Assignment - Your response should be the lines from the one holding "For a UI automation task, identify the light" to the last line of the data below, copied exactly and with no additions.

The input -
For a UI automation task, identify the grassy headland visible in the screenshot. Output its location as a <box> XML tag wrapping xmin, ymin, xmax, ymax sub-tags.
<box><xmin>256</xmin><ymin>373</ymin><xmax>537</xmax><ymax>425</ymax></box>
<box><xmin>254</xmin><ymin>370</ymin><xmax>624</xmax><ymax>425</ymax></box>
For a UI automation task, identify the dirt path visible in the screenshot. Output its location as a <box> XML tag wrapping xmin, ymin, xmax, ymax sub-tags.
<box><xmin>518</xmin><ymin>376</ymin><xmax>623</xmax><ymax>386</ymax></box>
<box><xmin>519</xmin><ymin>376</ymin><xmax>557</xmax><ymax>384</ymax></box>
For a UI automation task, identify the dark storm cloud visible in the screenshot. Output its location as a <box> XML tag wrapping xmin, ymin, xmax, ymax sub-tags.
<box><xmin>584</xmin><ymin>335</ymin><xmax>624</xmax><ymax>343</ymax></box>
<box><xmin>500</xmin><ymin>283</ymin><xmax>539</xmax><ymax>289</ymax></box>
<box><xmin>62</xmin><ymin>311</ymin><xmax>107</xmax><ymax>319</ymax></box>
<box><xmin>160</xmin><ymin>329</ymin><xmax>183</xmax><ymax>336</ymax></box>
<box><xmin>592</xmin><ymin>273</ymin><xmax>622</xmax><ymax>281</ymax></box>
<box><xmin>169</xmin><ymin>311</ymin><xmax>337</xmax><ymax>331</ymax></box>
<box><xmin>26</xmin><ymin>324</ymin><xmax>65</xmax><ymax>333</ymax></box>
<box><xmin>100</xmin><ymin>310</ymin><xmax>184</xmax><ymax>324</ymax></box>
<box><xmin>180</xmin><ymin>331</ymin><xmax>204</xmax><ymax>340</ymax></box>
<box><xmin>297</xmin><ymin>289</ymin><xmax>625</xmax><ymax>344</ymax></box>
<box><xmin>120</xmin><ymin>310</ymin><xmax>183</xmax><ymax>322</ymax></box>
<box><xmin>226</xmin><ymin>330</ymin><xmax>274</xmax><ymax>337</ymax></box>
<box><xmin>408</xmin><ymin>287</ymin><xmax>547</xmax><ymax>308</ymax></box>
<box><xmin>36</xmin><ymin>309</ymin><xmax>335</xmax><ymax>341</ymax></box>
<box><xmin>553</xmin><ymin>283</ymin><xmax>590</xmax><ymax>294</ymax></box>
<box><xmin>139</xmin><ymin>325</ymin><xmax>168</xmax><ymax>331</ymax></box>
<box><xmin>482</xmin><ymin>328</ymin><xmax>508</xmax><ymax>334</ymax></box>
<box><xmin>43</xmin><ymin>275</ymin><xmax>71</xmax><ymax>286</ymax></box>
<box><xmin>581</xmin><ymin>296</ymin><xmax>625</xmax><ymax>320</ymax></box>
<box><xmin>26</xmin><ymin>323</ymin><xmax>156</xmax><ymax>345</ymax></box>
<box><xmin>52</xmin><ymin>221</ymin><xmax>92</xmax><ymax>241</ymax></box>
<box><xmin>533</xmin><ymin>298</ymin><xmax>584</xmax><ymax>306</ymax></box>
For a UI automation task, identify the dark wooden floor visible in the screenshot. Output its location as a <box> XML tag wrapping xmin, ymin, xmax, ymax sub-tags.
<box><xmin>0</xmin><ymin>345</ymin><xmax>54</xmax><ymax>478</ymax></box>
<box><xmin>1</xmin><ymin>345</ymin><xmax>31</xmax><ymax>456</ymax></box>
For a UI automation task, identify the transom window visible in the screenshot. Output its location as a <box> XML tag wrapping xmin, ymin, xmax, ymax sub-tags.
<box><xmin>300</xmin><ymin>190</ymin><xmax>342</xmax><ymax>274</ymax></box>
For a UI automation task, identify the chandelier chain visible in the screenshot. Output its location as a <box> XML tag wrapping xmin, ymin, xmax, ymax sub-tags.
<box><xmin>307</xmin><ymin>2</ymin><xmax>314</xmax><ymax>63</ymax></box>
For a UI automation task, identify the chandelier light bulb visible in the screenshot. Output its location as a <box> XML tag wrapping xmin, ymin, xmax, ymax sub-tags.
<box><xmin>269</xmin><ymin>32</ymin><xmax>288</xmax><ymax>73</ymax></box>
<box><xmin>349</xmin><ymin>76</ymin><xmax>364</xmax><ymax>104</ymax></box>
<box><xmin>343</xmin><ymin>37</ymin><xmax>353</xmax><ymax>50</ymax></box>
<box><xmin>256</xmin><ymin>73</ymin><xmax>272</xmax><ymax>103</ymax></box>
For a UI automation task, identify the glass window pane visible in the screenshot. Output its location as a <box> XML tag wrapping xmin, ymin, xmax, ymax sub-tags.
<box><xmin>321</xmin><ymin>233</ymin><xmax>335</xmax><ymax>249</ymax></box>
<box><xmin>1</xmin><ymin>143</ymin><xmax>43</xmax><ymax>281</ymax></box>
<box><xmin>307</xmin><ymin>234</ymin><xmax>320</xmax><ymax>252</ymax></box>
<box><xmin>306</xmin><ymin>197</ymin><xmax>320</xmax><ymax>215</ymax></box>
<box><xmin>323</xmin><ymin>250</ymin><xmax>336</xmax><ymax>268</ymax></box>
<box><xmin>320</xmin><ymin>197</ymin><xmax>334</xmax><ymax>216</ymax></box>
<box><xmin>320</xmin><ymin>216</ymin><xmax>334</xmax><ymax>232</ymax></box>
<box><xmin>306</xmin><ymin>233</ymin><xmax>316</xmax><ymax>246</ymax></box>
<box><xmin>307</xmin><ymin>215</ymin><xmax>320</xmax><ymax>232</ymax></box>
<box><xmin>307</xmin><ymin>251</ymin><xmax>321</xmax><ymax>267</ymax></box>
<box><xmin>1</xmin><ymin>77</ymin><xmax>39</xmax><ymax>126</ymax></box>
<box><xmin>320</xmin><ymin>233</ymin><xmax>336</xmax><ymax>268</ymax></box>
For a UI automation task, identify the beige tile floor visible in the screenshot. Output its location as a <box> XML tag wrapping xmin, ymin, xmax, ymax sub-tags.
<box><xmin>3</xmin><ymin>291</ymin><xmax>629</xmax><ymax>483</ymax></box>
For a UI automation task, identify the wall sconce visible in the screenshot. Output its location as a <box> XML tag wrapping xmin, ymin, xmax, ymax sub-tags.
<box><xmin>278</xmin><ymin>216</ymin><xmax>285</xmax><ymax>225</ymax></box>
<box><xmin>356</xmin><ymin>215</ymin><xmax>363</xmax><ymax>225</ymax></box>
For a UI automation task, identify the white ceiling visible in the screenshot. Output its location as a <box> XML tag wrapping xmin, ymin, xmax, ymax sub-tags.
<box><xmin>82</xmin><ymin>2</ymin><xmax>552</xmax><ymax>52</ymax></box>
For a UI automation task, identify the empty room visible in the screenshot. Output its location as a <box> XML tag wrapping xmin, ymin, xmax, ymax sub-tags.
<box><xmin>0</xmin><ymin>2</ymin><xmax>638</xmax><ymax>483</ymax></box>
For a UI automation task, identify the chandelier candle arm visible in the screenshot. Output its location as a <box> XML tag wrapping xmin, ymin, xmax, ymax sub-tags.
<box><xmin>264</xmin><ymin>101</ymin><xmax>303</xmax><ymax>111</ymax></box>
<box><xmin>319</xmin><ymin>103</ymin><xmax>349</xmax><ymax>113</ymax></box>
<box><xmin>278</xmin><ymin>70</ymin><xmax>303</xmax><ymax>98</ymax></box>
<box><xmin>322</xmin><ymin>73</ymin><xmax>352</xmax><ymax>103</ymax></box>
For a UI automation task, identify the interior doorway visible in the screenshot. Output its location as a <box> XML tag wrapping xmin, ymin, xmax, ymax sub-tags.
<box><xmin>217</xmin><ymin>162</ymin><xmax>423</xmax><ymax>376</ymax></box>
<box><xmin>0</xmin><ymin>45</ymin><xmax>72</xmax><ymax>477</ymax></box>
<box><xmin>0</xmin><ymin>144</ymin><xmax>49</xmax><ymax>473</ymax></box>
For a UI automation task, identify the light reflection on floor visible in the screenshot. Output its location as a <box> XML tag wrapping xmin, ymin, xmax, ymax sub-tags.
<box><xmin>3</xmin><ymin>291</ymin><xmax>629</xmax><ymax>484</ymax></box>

Exercise result -
For a UI automation task, identify the light reflection on floor visible in the screenshot. Output its location as a <box> XML tag wrapping xmin, ymin, xmax, ymax sub-tags.
<box><xmin>3</xmin><ymin>291</ymin><xmax>629</xmax><ymax>484</ymax></box>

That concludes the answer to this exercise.